## How to complete this task
The answer must be an exact copy of the lines from the one containing "Target: textured dark surface" through the final line of the material, both included, and nothing else.

╭─ The data

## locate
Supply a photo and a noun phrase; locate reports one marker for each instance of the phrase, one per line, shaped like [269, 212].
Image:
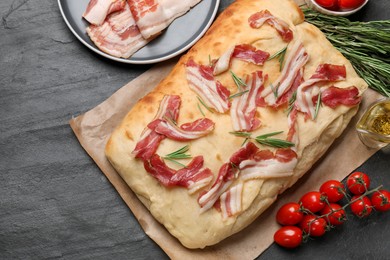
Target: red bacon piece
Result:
[98, 10]
[258, 19]
[245, 52]
[159, 170]
[192, 177]
[243, 109]
[118, 35]
[333, 96]
[227, 173]
[189, 131]
[265, 164]
[150, 140]
[249, 53]
[202, 82]
[308, 89]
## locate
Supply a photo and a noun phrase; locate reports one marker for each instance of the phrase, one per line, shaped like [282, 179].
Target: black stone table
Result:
[54, 201]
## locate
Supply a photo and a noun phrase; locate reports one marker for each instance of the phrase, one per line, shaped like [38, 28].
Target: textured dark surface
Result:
[54, 201]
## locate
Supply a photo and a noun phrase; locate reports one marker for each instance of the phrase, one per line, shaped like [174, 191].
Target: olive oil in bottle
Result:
[374, 126]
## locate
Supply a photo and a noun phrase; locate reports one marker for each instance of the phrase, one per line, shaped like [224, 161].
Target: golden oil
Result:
[374, 126]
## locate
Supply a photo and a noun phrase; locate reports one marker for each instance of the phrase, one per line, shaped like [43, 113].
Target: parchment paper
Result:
[95, 126]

╰─

## Solution to this task
Target: textured dark surface
Result:
[54, 201]
## locate
Supply a photo and a noun phrase; locate reports one marker for each instance of the phrase, one per line, shaped like [174, 191].
Target: olive oil in bottle
Result:
[374, 126]
## locate
Supply a photo and a noun phrase; locate reports one marker for each instance of the phrase, one per line, shaped like [224, 161].
Target: golden oil
Result:
[374, 126]
## locate
Supply a photo and a noun phrase; locate reports one marker for each instance of the phrase, one per line, shaped like [43, 113].
Target: parchment paper
Result:
[95, 126]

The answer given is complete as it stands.